→ SET EXERCISE A: Copy the sitcom comparison from "2. The creation." up to and including "of Dwight Schrute.".

→ PROVIDED PASSAGE:
______________________________

Similarities: Both "Parks and Rec" and "The Office" are filmed in a mockumentary style. The characters all have their chance to shine in their individual interviews. Because of this style, both shows are highly satirical toward the American workplace and its workers.

Differences: I used to say that if you liked "The Office," you would like" Parks and Rec," but if you liked "Parks and Rec," you may not like "The Office." However, I now think this is only mostly true, and the reason is the different kinds of humor in the two shows. The humor from "The Office" comes from how familiar the characters and situations feel. While many of the situations are taken to extremes, I can't tell you the amount of times I have heard someone say, "She's exactly what my coworker was like!" or "I know so many people just like him."

On the other hand, the characters of "Parks and Rec" are funny because they are over the top. They are closer to caricatures, so I have heard people make remarks along the lines of, "Leslie is like a toned-down version of my sister" or "Ron's an extreme version of my uncle." This isn't to say one style is better than another, but the shows do have distinct tones, and the adjustment between the two can be hard if you're not expecting it or willing to accept it.

2. The creation.

Similarities: The two shows share several creators, including Greg Daniels, Howard Klein and Michael Schur, who not only wrote for both shows but also played Mose, the cousin of Dwight Schrute.

Differences: "The Office" was an American remake of the British series with the same name. "Parks and Rec" was an original idea dreamed up by Daniels and Schur after they had started working on "The Office." I don't really have concrete evidence or examples of how this difference affected the two shows, but I thought it was interesting to note.

______________________________

→ DATA FOR PROCESSING:

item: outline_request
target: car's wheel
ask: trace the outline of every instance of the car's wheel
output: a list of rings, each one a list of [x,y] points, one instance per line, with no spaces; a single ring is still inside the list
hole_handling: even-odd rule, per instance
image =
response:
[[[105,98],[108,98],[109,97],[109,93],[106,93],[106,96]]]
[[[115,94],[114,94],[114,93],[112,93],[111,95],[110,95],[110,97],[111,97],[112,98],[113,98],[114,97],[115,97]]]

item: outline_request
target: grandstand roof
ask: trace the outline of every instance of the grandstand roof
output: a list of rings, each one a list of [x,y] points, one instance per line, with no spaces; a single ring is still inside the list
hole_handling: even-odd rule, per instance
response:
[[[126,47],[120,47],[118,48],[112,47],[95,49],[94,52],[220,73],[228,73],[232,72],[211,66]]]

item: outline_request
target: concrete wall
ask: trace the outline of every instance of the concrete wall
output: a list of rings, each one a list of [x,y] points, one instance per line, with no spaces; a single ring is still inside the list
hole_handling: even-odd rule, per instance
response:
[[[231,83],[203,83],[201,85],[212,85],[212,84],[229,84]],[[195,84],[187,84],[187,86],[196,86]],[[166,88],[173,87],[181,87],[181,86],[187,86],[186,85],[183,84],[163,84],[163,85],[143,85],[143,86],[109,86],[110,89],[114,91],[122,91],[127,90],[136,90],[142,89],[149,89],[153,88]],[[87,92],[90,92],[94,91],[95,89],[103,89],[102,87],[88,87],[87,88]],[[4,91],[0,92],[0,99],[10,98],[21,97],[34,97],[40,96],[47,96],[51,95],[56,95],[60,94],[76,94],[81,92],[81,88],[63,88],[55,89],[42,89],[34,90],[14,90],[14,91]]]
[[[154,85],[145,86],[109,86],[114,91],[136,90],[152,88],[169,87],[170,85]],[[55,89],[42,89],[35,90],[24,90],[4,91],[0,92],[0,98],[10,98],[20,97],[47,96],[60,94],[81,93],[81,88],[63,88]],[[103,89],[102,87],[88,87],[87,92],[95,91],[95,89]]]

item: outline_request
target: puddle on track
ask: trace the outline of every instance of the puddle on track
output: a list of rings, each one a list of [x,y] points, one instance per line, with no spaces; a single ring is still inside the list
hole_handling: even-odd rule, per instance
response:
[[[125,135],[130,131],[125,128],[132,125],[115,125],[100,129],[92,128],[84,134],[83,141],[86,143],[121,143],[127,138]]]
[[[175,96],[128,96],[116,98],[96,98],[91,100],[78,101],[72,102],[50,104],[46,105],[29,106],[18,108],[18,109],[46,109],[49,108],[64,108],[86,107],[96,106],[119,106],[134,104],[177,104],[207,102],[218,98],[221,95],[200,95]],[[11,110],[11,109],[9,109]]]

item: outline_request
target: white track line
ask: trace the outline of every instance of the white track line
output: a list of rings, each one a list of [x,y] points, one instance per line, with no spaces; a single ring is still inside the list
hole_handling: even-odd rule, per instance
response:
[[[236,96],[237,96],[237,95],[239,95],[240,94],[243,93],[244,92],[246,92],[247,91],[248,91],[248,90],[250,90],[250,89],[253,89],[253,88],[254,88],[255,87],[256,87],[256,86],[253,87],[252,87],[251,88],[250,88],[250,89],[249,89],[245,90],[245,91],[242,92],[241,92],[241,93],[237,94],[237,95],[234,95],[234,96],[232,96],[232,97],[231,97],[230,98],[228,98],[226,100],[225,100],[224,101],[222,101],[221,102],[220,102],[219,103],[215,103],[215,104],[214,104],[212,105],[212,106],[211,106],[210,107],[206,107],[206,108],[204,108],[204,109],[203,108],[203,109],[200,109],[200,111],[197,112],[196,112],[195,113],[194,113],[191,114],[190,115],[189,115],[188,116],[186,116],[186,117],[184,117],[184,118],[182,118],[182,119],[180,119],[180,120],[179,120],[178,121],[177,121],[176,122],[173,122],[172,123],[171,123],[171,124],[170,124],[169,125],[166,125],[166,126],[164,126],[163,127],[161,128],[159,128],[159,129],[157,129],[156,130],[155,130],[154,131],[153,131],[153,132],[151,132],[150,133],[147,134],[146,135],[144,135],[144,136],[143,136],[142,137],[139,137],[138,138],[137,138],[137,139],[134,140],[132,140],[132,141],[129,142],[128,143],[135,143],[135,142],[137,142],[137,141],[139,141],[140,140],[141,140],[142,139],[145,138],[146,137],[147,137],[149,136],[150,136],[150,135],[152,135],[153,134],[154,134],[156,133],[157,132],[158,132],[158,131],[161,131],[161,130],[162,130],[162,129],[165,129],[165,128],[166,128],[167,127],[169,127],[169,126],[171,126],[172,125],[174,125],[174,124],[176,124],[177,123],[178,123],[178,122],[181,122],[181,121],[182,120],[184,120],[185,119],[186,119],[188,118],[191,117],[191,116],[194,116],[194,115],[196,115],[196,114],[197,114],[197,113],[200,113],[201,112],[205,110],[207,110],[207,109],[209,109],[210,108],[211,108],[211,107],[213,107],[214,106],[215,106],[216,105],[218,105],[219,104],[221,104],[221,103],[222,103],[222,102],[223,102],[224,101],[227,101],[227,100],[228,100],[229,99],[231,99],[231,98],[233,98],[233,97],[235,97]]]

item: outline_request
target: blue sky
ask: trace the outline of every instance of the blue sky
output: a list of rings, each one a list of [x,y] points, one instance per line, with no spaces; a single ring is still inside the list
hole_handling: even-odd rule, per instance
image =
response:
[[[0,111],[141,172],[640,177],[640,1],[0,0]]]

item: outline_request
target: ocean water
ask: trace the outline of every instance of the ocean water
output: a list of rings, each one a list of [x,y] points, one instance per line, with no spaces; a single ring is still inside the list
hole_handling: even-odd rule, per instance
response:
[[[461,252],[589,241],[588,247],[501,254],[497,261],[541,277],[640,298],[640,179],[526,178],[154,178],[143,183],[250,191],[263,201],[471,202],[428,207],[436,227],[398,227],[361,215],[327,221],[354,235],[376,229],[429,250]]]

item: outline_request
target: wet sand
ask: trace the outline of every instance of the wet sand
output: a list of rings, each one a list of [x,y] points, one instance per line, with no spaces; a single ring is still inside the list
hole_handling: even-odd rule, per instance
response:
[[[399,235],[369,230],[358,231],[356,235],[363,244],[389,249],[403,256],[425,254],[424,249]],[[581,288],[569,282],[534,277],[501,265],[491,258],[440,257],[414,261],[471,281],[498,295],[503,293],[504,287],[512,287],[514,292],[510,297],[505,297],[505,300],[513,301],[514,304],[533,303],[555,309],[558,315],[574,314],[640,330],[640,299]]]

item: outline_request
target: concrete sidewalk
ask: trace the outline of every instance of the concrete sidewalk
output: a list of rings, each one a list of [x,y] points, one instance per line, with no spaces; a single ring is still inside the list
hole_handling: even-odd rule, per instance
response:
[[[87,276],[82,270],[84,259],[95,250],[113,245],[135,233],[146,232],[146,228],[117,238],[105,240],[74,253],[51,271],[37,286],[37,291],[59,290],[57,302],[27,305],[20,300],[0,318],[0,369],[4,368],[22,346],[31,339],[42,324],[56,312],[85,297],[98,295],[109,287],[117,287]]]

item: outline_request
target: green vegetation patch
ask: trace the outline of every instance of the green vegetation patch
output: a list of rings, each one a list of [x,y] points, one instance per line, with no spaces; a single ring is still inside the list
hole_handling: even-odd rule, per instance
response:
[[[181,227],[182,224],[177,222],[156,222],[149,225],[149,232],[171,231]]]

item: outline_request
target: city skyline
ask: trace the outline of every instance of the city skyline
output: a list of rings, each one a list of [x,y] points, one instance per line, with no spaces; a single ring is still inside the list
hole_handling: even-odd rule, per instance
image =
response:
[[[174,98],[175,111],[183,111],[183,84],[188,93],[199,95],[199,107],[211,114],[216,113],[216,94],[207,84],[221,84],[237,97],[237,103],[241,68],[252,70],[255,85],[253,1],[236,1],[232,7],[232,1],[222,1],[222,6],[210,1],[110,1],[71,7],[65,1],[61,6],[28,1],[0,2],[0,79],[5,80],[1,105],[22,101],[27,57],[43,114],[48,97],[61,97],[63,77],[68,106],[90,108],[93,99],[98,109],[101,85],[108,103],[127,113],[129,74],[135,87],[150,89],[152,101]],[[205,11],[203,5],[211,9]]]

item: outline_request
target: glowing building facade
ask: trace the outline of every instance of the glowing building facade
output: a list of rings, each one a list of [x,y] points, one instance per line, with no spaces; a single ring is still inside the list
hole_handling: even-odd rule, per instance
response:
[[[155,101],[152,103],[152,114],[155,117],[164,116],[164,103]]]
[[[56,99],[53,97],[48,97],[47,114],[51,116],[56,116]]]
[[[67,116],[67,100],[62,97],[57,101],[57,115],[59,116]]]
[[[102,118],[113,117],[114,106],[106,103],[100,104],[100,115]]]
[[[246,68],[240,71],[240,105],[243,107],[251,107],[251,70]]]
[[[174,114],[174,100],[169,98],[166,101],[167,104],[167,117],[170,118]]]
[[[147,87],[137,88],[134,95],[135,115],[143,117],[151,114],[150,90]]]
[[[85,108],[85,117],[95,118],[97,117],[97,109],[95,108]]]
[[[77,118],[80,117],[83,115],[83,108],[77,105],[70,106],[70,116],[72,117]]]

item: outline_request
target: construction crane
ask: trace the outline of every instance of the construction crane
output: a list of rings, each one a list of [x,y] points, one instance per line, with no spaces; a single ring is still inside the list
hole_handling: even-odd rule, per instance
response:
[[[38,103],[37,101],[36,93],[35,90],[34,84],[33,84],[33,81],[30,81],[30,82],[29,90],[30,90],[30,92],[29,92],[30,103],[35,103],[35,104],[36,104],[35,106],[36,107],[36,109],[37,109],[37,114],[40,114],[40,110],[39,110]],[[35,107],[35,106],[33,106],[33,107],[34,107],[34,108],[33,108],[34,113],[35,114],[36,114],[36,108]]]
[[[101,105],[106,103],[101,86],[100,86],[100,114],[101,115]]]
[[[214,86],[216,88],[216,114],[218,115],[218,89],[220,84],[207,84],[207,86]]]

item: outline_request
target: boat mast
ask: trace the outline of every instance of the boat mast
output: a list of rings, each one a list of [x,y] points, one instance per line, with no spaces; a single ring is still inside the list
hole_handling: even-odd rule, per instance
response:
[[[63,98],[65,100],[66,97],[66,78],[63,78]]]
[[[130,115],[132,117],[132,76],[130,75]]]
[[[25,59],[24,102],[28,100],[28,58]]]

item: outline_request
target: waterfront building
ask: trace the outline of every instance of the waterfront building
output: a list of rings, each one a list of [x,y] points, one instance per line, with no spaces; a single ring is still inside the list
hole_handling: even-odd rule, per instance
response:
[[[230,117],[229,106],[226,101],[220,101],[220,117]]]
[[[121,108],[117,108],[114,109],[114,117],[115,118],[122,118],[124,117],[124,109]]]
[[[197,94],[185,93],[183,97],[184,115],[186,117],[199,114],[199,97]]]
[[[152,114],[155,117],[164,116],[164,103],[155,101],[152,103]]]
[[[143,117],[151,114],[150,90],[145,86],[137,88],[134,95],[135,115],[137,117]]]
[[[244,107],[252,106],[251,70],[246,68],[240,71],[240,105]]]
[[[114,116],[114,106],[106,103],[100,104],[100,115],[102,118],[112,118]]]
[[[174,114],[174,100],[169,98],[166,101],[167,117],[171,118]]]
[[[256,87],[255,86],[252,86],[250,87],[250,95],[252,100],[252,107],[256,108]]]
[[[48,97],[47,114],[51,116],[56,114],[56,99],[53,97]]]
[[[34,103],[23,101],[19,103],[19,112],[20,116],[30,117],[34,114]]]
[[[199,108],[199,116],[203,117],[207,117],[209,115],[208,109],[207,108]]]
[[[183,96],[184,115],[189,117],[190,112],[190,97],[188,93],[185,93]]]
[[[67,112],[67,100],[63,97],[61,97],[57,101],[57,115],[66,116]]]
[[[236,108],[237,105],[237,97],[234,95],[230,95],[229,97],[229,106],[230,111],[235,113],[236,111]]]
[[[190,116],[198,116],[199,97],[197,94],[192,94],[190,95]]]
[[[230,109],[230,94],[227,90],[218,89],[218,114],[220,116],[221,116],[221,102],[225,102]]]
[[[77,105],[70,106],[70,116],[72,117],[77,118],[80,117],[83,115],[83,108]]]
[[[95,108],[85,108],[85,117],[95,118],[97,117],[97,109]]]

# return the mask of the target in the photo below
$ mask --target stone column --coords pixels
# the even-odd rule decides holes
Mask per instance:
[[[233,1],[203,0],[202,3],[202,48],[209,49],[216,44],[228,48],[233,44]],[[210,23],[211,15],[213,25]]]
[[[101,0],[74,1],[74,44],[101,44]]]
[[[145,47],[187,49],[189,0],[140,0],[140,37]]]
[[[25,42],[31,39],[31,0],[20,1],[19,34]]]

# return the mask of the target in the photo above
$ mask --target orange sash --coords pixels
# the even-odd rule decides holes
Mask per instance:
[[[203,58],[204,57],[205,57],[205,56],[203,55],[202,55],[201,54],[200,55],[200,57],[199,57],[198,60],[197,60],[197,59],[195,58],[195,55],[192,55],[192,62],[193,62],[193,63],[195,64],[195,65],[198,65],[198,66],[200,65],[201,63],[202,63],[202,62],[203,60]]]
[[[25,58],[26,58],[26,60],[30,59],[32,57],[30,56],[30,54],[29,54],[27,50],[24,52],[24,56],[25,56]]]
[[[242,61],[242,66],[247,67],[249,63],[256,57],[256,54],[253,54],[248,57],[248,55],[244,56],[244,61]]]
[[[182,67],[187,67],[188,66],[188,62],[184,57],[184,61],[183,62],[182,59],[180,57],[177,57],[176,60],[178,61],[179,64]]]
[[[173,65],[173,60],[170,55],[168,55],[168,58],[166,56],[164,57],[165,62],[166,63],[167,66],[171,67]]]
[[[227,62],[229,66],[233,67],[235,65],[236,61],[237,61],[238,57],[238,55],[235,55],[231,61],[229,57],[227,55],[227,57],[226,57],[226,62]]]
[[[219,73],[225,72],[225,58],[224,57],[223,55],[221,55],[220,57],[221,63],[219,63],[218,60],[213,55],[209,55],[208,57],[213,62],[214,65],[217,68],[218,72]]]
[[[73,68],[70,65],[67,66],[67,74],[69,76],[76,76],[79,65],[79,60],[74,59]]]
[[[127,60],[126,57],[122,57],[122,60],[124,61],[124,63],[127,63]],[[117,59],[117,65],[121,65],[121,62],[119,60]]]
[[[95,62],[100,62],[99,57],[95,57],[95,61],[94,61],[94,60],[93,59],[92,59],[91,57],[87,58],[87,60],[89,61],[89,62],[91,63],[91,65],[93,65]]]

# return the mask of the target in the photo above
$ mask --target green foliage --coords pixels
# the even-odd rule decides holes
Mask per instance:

______________________________

→ SET EXERCISE B: List each line of the rows above that contains the string "wheel". Case counts.

→ FINAL ANSWER A:
2. The creation.

Similarities: The two shows share several creators, including Greg Daniels, Howard Klein and Michael Schur, who not only wrote for both shows but also played Mose, the cousin of Dwight Schrute.

→ FINAL ANSWER B:
target: car's wheel
ask: trace the outline of every instance of the car's wheel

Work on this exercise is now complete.